#### [Passage to read]

'''

OTHER, not pictured:

I’ve used a few other items not pictured or listed above (usually for adding/creating textures):





  1. I’ve been asked several times now, “do I really need all that stuff?” so I guess my disclaimer in the blog post wasn’t large or clear enough.


    Technically, the ONLY things you truly need are ink and paper. Seriously, you can create a painting with only those two things and nothing else but your hands.

    The items in the photo are just MY collection of tools. It may grow, and it may shrink. On some pieces, I use a lot of the things in the diagram, and in others, I use only a few.

    What you need and what you don’t need for alcohol ink painting will ultimately depend on you. Experiment, play, and have fun!

    • Monica, Thank you for the information. It was helpful. I really enjoy your art work and talent.

      • Thank you very much! 🙂

    • Besides all the fabulous info about alcohol inks, your writing style is clever. This is the first time I have simultaneously read about AI and smiled. Thanks!!

      • Thank you, Jeannie. I really appreciate that! 🙂

    • Monica, Thank you SO much for posting this information. New to alcohol ink painting, I have been searching for some of the tools you mentioned. Sometimes it’s difficult to find things which others are using to get amazing results. Best of wishes, Honi

    • Thanks for this post, Monica. I am a testament to the fact that all you need is ink and paper. I had been given a whole bunch of alcohol inks. Last night, I thought “why don’t I try those?”. it was pure experimentation, but lots of fun. I came across your post because I wanted to find out how to clean the brushes. And having done that paining, I can now see how some of those tools would come in handy. I imagine it’s taken years for you to discover a purpose for all of those things. There is no substitute for doing the work and having fun. And, I really kind a like the turkey vulture that started out as a crow!

    • Hi I am experimenting with alcohol inks on metal washers they’re coming out very beautiful but I can’t find the best thing to seal them with so they do not chipped or fade the ink away. I tried using modge podge with not the best results and there’s just so many suggestions on the internet that I’m becoming overwhelmed any help would be appreciated thank you

      • On your metal washers try VHT Caliper Paint in gloss clear. Use your regular spray such as Kamar Varnish, then UV-Resistant Gloss by Krylon. Then spray on caliper paint, let dry then bake in “old” toaster over for 1 hr at 200 degrees. You can purchase it at an automotive supply. You can do more than one coat before you bake it.

'''

#### [Stated task 1]
Pull out each line of the listing that contains the string "post", matching case exactly.
The listing that comes next is unrelated to the alcohol ink thread.

Dataset listing:
'''

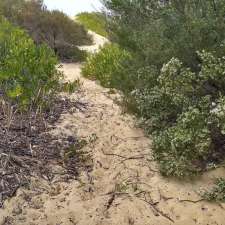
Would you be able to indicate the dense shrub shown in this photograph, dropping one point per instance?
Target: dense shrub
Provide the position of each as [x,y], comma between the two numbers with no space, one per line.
[53,28]
[184,112]
[28,74]
[160,30]
[171,80]
[106,65]
[94,21]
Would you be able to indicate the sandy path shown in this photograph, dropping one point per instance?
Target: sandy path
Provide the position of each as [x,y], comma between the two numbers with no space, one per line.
[124,187]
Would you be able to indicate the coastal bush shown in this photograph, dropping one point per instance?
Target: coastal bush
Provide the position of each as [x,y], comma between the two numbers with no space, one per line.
[53,28]
[106,65]
[28,74]
[94,21]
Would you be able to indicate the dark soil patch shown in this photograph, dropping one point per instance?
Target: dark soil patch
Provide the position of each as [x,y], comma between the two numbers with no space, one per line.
[27,149]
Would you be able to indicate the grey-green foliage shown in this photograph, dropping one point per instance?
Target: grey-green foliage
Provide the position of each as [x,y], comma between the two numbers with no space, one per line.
[160,30]
[28,75]
[184,112]
[53,28]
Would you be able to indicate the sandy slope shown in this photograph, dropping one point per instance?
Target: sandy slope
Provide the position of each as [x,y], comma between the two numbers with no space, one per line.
[124,187]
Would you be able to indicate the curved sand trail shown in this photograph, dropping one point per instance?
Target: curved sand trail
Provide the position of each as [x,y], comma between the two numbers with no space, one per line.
[124,187]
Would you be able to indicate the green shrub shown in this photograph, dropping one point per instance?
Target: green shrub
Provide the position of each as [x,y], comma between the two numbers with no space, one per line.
[184,112]
[160,30]
[28,74]
[53,28]
[94,21]
[106,65]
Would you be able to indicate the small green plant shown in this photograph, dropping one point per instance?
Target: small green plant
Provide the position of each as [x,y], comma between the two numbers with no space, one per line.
[106,65]
[217,193]
[94,21]
[74,150]
[70,87]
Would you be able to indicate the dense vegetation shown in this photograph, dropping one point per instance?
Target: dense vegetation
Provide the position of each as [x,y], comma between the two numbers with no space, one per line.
[94,21]
[28,74]
[53,28]
[173,78]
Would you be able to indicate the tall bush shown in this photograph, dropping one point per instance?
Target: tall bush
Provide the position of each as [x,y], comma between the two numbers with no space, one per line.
[53,28]
[28,74]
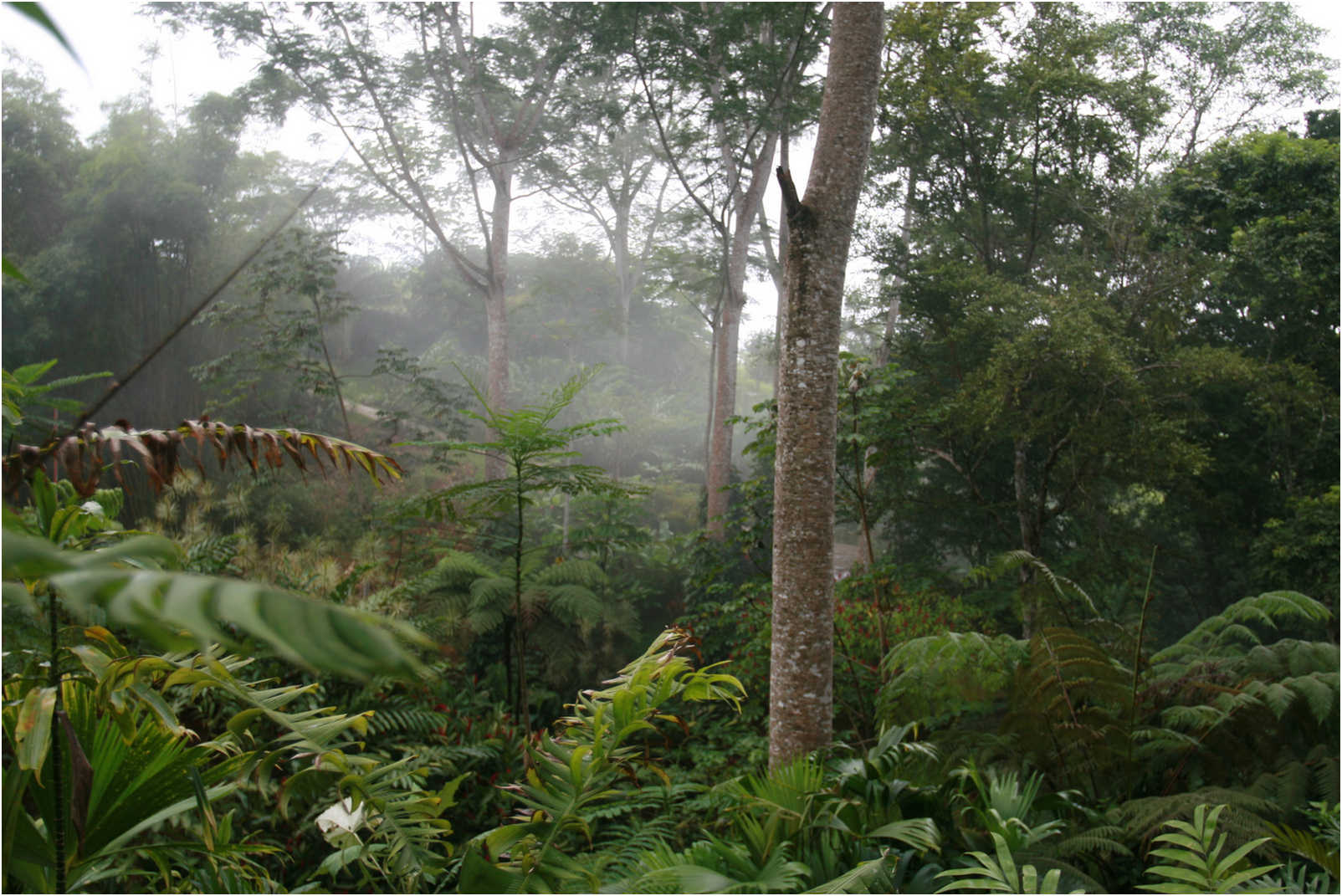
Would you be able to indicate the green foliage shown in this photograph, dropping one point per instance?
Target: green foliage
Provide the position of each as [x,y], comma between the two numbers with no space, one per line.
[1301,549]
[997,873]
[938,678]
[575,773]
[282,330]
[539,459]
[1197,865]
[24,391]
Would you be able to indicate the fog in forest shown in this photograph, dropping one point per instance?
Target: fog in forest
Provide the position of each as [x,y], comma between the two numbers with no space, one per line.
[426,355]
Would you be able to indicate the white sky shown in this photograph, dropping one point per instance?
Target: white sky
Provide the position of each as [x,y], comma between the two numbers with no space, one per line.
[111,39]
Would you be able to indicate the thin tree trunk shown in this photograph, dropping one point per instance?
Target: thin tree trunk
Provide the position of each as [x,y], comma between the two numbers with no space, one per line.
[728,337]
[802,655]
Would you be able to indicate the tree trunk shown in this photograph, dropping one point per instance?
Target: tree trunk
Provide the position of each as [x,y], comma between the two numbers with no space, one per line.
[728,335]
[495,304]
[724,405]
[802,659]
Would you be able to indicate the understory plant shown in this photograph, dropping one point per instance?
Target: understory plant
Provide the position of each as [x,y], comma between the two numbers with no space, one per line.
[540,459]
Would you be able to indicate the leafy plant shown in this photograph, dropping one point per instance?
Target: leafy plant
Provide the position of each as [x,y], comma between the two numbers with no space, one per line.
[1197,865]
[575,774]
[540,459]
[997,873]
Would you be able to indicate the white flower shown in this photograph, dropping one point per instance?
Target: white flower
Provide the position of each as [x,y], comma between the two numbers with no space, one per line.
[340,822]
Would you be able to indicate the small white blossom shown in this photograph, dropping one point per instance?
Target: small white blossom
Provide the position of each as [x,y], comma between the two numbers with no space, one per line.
[340,822]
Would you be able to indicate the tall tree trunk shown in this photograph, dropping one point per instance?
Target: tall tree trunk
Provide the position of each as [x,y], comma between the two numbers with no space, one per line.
[728,337]
[802,658]
[495,302]
[870,468]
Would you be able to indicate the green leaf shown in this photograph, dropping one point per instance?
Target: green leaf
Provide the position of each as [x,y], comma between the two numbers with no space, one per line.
[38,15]
[33,731]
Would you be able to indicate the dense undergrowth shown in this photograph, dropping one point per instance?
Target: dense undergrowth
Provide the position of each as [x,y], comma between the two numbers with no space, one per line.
[1081,757]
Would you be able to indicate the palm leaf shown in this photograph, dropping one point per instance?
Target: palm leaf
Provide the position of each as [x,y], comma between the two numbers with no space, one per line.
[85,455]
[182,611]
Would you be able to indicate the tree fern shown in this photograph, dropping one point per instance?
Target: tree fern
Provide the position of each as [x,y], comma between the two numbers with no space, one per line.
[999,873]
[572,774]
[942,676]
[1199,865]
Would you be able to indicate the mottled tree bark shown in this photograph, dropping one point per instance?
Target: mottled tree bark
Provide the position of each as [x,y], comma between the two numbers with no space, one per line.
[802,662]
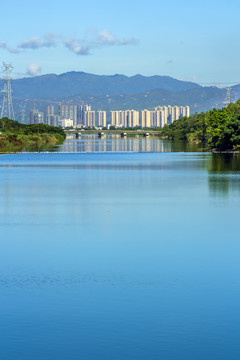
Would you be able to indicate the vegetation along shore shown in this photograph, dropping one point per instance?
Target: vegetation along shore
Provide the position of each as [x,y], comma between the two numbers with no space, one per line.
[16,137]
[219,129]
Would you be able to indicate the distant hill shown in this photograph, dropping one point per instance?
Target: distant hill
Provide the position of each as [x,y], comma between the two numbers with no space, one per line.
[80,83]
[115,92]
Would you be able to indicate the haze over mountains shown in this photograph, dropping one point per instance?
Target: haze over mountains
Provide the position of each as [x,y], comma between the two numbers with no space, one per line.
[116,92]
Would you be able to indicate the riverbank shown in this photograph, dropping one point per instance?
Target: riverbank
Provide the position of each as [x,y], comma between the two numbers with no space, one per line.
[16,137]
[12,143]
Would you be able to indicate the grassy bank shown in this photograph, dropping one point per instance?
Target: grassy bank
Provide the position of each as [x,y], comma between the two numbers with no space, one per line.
[218,129]
[16,137]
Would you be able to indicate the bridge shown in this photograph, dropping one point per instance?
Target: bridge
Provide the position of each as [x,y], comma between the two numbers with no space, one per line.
[101,133]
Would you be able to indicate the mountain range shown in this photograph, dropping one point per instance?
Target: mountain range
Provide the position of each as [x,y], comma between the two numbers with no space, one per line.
[115,92]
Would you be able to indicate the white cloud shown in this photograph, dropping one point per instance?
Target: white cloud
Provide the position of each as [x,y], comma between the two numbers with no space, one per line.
[34,70]
[93,40]
[77,46]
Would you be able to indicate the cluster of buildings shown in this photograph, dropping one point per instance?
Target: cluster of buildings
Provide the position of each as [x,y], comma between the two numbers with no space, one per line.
[159,117]
[69,116]
[83,116]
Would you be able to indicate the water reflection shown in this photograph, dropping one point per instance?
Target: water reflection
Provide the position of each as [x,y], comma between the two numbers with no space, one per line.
[114,143]
[224,173]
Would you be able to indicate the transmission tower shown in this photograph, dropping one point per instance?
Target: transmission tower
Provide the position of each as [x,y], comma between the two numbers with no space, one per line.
[7,105]
[22,112]
[228,97]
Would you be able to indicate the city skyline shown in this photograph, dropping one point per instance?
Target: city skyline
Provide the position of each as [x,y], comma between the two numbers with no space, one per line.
[183,40]
[84,116]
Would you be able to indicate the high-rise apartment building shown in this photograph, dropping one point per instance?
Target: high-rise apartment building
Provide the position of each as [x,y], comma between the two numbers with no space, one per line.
[36,117]
[80,114]
[89,118]
[49,113]
[101,118]
[68,112]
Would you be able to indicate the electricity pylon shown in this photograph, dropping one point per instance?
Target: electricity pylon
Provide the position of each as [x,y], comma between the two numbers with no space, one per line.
[7,105]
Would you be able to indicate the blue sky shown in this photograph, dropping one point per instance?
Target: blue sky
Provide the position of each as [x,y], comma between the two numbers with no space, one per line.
[183,39]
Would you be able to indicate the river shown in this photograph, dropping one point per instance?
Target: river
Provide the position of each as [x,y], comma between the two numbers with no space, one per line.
[119,250]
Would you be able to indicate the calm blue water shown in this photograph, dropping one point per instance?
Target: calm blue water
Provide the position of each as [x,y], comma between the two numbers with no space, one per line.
[126,256]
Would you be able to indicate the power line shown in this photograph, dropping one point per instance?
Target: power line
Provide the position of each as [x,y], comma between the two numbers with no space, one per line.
[7,105]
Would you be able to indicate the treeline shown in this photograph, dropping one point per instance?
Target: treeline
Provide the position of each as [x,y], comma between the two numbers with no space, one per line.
[16,137]
[218,128]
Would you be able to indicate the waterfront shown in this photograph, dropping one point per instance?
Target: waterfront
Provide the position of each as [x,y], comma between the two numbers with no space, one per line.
[119,255]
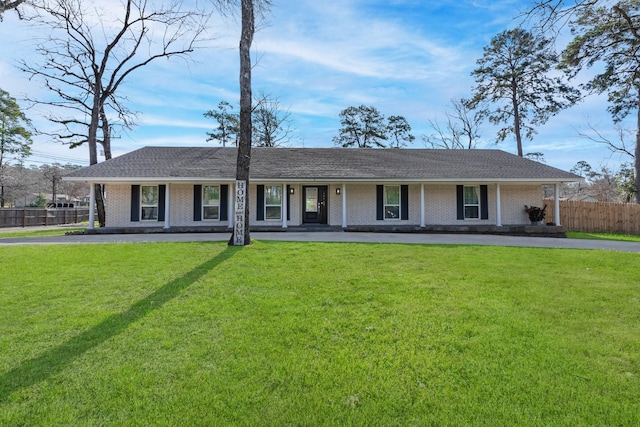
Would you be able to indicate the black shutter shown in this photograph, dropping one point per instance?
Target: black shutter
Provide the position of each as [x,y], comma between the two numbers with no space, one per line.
[460,200]
[484,202]
[197,202]
[380,202]
[260,203]
[288,196]
[162,193]
[224,202]
[404,202]
[135,203]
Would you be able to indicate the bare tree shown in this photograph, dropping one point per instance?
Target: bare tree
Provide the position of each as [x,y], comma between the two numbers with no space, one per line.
[399,131]
[86,60]
[272,125]
[6,5]
[619,145]
[461,131]
[514,77]
[228,124]
[53,175]
[248,10]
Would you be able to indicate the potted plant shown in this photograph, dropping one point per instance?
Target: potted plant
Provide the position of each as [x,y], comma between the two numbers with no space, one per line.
[536,214]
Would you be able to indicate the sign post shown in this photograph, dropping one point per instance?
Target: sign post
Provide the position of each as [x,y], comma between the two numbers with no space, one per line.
[240,204]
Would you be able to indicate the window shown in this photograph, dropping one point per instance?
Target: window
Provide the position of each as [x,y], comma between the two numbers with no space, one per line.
[392,202]
[471,203]
[210,202]
[149,202]
[273,202]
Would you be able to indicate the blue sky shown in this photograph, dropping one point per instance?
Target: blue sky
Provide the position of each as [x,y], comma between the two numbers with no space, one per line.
[404,57]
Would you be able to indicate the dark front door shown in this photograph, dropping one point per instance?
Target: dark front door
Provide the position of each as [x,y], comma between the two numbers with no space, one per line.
[315,205]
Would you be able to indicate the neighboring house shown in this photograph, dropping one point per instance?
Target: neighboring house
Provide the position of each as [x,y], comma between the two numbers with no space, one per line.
[192,189]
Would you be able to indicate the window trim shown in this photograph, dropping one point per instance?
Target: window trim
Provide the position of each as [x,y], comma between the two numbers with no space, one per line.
[271,205]
[204,205]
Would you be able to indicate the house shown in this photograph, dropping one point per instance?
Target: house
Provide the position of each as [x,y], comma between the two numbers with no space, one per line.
[192,188]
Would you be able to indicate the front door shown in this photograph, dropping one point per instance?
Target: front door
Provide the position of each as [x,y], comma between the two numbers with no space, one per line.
[315,205]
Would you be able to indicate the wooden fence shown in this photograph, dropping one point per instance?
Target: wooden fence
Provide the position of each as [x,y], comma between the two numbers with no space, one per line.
[30,217]
[596,217]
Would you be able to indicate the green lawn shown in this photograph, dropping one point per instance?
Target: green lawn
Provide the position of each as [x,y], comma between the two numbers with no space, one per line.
[603,236]
[40,232]
[318,334]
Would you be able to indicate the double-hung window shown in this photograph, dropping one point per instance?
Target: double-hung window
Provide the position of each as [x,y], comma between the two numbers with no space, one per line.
[273,202]
[149,197]
[471,202]
[211,202]
[392,202]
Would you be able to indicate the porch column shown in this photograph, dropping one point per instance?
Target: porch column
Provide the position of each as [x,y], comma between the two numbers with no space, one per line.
[556,204]
[167,207]
[284,206]
[344,206]
[230,204]
[498,207]
[422,213]
[92,205]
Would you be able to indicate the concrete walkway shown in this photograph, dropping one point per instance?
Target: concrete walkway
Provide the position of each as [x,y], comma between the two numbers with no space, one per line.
[407,238]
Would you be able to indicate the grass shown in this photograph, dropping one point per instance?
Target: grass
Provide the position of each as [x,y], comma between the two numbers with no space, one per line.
[603,236]
[40,232]
[318,334]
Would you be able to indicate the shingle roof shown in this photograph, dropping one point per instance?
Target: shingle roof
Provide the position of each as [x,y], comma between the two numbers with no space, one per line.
[330,164]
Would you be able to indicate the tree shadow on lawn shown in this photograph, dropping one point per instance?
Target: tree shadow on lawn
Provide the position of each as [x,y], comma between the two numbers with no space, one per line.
[38,369]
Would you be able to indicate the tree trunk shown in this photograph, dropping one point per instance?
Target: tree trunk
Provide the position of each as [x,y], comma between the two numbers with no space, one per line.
[244,146]
[93,151]
[636,163]
[516,118]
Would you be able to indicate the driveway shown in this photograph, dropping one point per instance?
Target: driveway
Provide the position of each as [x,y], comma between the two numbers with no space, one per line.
[339,236]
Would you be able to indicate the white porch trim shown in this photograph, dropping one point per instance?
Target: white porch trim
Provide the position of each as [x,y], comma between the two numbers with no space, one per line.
[556,203]
[422,209]
[230,205]
[285,196]
[167,207]
[498,207]
[344,206]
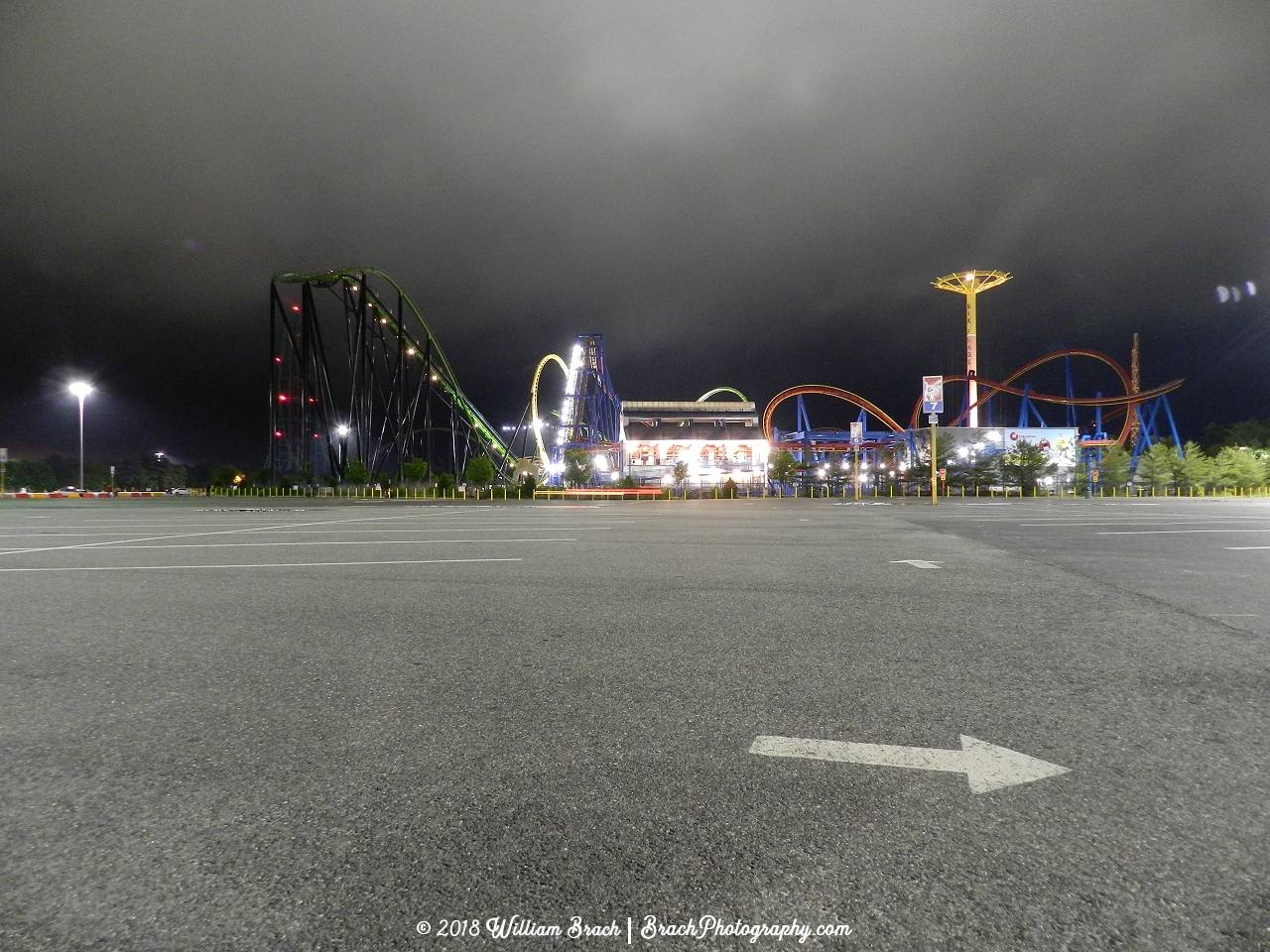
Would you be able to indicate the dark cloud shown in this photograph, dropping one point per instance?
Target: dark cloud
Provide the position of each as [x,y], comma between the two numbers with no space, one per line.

'''

#### [Stated task 2]
Condense the paragraph of the alcohol ink thread that opens with "Hi I am experimenting with alcohol inks on metal washers" into a shorter version that keeps its main facts.

#### [Right answer 1]
Would you be able to indicate the sign post shown in this photograph, dropping one point per instance?
Target: sign post

#### [Right answer 2]
A commenter is experimenting with alcohol inks on metal washers, and the results look beautiful. The commenter can't find the best sealer to keep the ink from chipping or fading. Modge podge didn't give good results. The many suggestions on the internet are overwhelming, and the commenter asks for help.